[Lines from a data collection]
— BEGIN —

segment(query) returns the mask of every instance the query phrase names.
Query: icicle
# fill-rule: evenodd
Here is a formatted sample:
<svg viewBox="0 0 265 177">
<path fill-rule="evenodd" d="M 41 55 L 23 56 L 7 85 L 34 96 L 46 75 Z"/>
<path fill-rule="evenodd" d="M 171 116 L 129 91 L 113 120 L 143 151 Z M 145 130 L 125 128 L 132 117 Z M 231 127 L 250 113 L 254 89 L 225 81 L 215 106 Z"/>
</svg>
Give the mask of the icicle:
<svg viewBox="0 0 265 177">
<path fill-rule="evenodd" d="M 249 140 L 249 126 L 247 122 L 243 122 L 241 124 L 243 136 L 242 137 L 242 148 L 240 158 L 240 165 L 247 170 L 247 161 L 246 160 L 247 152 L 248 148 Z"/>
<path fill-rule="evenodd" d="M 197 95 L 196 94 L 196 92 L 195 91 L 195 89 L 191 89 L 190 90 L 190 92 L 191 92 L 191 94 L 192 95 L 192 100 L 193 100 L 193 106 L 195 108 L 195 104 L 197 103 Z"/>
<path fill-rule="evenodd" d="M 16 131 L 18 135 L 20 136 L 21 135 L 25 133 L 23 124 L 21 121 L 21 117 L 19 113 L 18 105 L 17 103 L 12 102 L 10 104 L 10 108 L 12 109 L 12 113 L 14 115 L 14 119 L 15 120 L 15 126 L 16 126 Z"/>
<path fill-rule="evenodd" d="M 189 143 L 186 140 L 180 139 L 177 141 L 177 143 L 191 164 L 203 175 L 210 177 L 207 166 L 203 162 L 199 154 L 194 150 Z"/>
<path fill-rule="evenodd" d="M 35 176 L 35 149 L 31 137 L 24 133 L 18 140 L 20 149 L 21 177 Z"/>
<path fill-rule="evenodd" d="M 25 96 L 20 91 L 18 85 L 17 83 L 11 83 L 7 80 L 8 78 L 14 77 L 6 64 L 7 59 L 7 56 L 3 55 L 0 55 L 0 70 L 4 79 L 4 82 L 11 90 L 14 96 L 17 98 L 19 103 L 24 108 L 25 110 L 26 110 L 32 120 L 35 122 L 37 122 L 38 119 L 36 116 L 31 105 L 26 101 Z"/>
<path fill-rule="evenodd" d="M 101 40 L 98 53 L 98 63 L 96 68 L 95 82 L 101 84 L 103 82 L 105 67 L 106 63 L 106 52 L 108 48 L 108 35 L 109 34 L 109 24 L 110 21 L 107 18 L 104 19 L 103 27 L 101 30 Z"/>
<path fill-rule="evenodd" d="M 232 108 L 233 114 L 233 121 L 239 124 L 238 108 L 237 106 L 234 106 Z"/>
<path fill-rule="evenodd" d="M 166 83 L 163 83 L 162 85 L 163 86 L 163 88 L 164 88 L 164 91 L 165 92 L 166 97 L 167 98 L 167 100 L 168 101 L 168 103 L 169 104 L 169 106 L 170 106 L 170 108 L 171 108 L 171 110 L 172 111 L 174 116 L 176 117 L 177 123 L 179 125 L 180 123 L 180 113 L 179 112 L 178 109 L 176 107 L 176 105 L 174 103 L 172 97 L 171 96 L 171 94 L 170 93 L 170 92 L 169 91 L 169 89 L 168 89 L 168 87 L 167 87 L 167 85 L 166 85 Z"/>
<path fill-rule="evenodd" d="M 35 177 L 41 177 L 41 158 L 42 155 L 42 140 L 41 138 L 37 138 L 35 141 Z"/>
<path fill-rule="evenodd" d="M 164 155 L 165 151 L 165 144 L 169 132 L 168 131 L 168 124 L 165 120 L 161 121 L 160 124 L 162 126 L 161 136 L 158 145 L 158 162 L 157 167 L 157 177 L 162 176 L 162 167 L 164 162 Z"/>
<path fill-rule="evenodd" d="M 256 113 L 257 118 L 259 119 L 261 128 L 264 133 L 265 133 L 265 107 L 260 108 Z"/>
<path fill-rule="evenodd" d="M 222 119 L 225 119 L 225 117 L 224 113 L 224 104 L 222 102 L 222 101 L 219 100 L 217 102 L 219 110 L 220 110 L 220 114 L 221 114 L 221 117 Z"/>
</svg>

— END —

→ Problem statement:
Please change "formatted sample" to "sample layout" everywhere in the lines above, leaving everything else as it is.

→ Correct response:
segment(query) returns the mask of every instance the query phrase names.
Query: icicle
# fill-rule: evenodd
Here is a sample layout:
<svg viewBox="0 0 265 177">
<path fill-rule="evenodd" d="M 41 55 L 23 56 L 7 85 L 34 96 L 46 75 Z"/>
<path fill-rule="evenodd" d="M 171 116 L 129 91 L 113 120 L 143 151 Z M 145 130 L 125 128 L 132 117 Z M 231 127 L 250 113 L 254 89 L 225 81 L 215 106 Z"/>
</svg>
Give the mask of the icicle:
<svg viewBox="0 0 265 177">
<path fill-rule="evenodd" d="M 249 140 L 249 126 L 247 122 L 243 122 L 241 124 L 243 136 L 242 137 L 242 148 L 240 158 L 240 165 L 247 170 L 247 161 L 246 160 L 247 152 L 248 148 Z"/>
<path fill-rule="evenodd" d="M 197 95 L 196 94 L 196 92 L 195 91 L 195 89 L 191 89 L 190 90 L 190 92 L 191 92 L 191 94 L 192 95 L 192 100 L 193 100 L 193 106 L 195 108 L 195 104 L 197 103 Z"/>
<path fill-rule="evenodd" d="M 16 131 L 18 135 L 20 136 L 21 135 L 25 133 L 23 124 L 21 121 L 21 117 L 19 113 L 18 105 L 17 103 L 12 102 L 10 104 L 10 108 L 12 109 L 12 113 L 14 115 L 14 119 L 15 120 L 15 126 L 16 126 Z"/>
<path fill-rule="evenodd" d="M 189 143 L 186 140 L 180 139 L 177 141 L 177 143 L 191 164 L 203 175 L 210 177 L 207 166 L 203 162 L 199 154 L 194 150 Z"/>
<path fill-rule="evenodd" d="M 35 176 L 35 149 L 31 137 L 24 133 L 18 140 L 20 149 L 21 177 Z"/>
<path fill-rule="evenodd" d="M 25 96 L 20 91 L 18 85 L 17 83 L 11 83 L 7 80 L 8 78 L 14 77 L 6 64 L 7 59 L 7 56 L 3 55 L 0 55 L 0 70 L 4 79 L 4 82 L 11 90 L 14 96 L 17 98 L 19 103 L 24 108 L 25 110 L 26 110 L 32 120 L 35 122 L 37 122 L 38 119 L 36 116 L 31 105 L 26 101 Z"/>
<path fill-rule="evenodd" d="M 101 40 L 98 53 L 98 63 L 96 68 L 95 82 L 101 84 L 103 82 L 105 67 L 106 63 L 106 52 L 108 48 L 108 35 L 109 34 L 109 24 L 110 21 L 107 18 L 104 19 L 103 27 L 101 30 Z"/>
<path fill-rule="evenodd" d="M 232 108 L 233 114 L 233 121 L 239 124 L 238 108 L 237 106 L 234 106 Z"/>
<path fill-rule="evenodd" d="M 166 83 L 163 83 L 162 85 L 163 86 L 163 88 L 164 88 L 164 91 L 165 92 L 166 97 L 167 98 L 167 100 L 168 101 L 168 103 L 169 104 L 169 106 L 170 106 L 170 108 L 171 108 L 171 110 L 172 111 L 174 116 L 176 117 L 177 123 L 179 125 L 180 123 L 180 113 L 179 112 L 178 109 L 176 107 L 176 105 L 174 103 L 172 97 L 171 96 L 171 94 L 170 93 L 170 92 L 169 91 L 169 89 L 168 89 L 168 87 L 167 87 L 167 85 L 166 85 Z"/>
<path fill-rule="evenodd" d="M 35 177 L 41 177 L 41 158 L 42 155 L 42 140 L 41 138 L 37 138 L 35 141 Z"/>
<path fill-rule="evenodd" d="M 164 155 L 165 151 L 165 144 L 169 132 L 168 131 L 168 124 L 165 120 L 161 121 L 160 124 L 162 126 L 161 136 L 158 145 L 158 162 L 157 167 L 157 177 L 162 176 L 162 167 L 164 162 Z"/>
<path fill-rule="evenodd" d="M 256 113 L 257 118 L 259 119 L 261 128 L 264 133 L 265 133 L 265 107 L 260 108 Z"/>
<path fill-rule="evenodd" d="M 222 119 L 225 119 L 225 117 L 224 113 L 224 104 L 222 102 L 222 101 L 219 100 L 217 102 L 219 110 L 220 110 L 220 114 L 221 114 L 221 117 Z"/>
</svg>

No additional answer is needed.